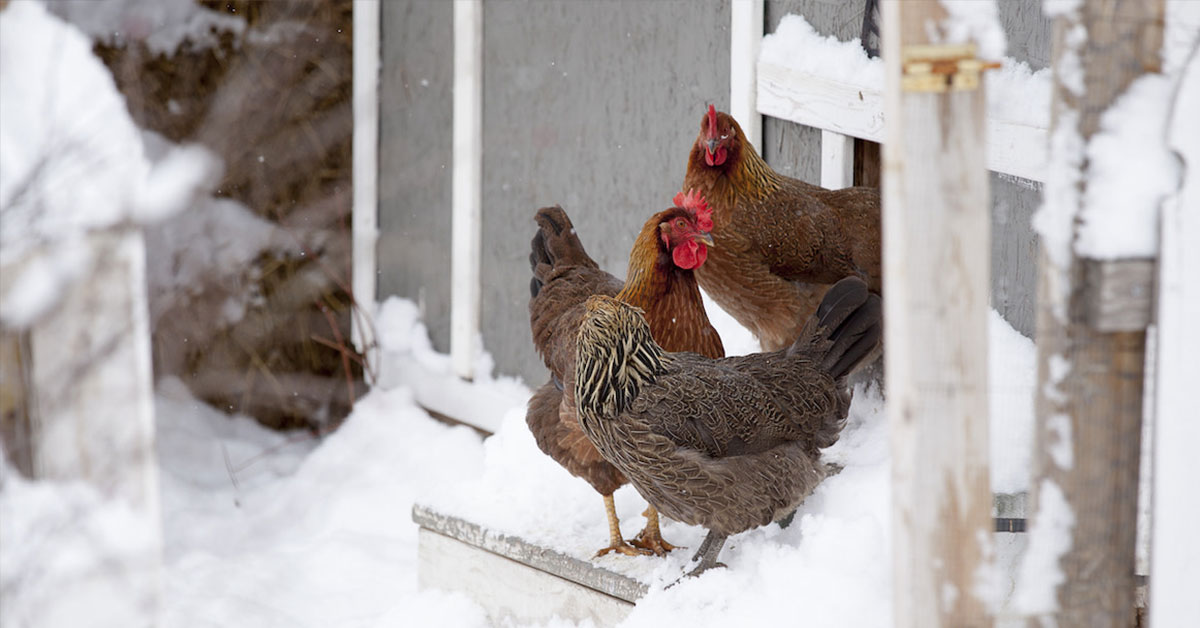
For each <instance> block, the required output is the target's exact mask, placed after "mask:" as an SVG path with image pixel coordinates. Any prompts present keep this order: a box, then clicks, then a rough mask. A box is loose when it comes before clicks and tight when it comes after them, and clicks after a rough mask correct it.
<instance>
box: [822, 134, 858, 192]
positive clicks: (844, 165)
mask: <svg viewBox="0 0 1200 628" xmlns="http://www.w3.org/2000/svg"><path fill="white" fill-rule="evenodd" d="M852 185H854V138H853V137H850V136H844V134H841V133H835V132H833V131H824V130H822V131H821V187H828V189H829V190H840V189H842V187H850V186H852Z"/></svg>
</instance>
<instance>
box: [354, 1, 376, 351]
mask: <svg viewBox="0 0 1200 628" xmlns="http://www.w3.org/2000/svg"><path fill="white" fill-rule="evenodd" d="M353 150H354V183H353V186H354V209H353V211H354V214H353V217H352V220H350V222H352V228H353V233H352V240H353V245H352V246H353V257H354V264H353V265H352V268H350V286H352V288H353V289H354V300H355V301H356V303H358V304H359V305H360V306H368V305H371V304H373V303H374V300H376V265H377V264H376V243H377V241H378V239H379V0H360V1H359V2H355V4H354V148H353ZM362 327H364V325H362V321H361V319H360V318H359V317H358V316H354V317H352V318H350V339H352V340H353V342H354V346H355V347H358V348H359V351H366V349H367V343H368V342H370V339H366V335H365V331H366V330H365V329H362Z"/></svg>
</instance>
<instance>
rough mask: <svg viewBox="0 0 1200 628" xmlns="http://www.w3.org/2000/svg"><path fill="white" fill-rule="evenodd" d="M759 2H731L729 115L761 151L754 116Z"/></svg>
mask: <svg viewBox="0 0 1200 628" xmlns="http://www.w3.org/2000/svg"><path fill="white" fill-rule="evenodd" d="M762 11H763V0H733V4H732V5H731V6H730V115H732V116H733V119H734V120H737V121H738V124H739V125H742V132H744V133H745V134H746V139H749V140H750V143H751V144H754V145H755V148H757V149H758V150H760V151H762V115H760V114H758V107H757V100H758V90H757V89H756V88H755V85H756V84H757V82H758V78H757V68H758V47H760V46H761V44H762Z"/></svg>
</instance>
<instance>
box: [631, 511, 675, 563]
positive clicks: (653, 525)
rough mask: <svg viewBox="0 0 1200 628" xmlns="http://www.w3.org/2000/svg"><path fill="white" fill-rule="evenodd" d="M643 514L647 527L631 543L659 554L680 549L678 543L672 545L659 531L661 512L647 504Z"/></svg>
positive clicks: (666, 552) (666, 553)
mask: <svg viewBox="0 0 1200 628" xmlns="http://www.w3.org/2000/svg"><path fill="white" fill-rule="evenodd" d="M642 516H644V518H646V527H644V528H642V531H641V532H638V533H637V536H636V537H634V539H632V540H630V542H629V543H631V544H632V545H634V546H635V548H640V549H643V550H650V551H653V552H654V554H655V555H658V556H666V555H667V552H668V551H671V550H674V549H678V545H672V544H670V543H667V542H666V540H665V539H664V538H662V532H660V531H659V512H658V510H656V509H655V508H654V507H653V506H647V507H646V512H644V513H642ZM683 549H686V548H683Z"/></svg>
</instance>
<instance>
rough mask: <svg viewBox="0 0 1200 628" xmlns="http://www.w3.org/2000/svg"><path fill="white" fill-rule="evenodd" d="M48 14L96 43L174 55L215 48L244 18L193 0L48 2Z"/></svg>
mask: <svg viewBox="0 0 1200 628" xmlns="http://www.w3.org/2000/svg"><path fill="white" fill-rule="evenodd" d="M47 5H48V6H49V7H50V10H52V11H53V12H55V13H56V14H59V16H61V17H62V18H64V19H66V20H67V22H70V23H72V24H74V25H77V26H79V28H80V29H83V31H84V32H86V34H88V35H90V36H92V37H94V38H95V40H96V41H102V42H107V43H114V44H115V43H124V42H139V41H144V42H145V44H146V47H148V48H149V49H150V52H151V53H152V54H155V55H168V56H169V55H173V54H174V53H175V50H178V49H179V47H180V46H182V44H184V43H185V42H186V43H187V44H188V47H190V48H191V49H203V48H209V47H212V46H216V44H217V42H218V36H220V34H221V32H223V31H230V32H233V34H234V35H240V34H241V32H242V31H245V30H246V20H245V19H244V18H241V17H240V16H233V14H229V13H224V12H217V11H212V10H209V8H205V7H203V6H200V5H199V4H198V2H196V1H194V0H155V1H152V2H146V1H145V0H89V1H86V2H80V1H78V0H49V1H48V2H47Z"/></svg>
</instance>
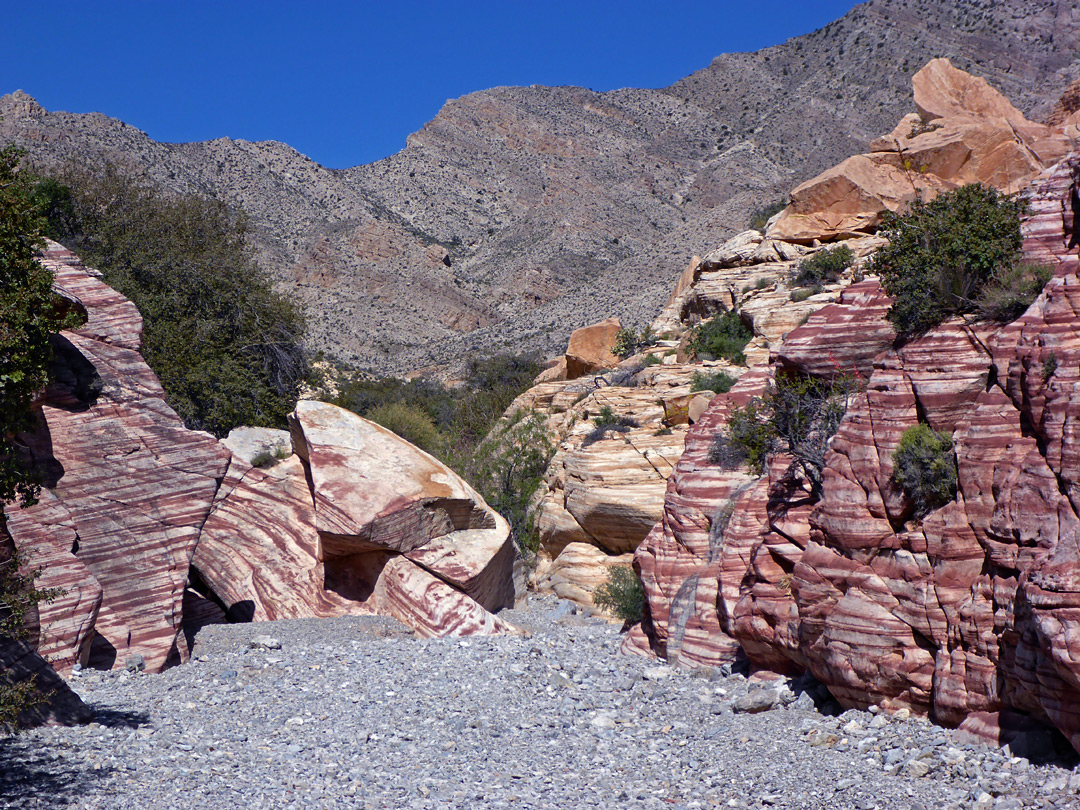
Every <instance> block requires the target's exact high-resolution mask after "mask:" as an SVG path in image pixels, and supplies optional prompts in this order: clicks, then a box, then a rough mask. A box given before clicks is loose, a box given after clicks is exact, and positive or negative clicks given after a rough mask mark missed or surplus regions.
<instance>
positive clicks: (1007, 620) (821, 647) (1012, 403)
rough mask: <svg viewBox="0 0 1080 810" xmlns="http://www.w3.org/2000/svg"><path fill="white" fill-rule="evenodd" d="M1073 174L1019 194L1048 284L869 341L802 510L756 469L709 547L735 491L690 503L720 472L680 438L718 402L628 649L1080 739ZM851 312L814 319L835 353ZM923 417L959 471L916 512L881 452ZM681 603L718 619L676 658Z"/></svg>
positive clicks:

***

Search the entries above for the word "exact" and copy each line where it appears.

**TASK RESPONSE:**
For each <instance> block, the required output is the target's exact mask, placed after "mask:" as an SVG path with image pixel coordinates. Any prompts present keep this order: a box, then clicks, then a rough mask. A box is loose when it comes before clicks and tight when it comes after them, and clicks after a rough mask correct it.
Every <instance> block requires the target's exact high-resolution mask after "mask:" as an SVG path in image pixels, and supplies optional prompts in this order: clicks, then a box, then a rough mask. A box given before clicks is loose, a box given after clicks is exact, and positive or negative clicks given after a rough mask mark missed or surplus regions.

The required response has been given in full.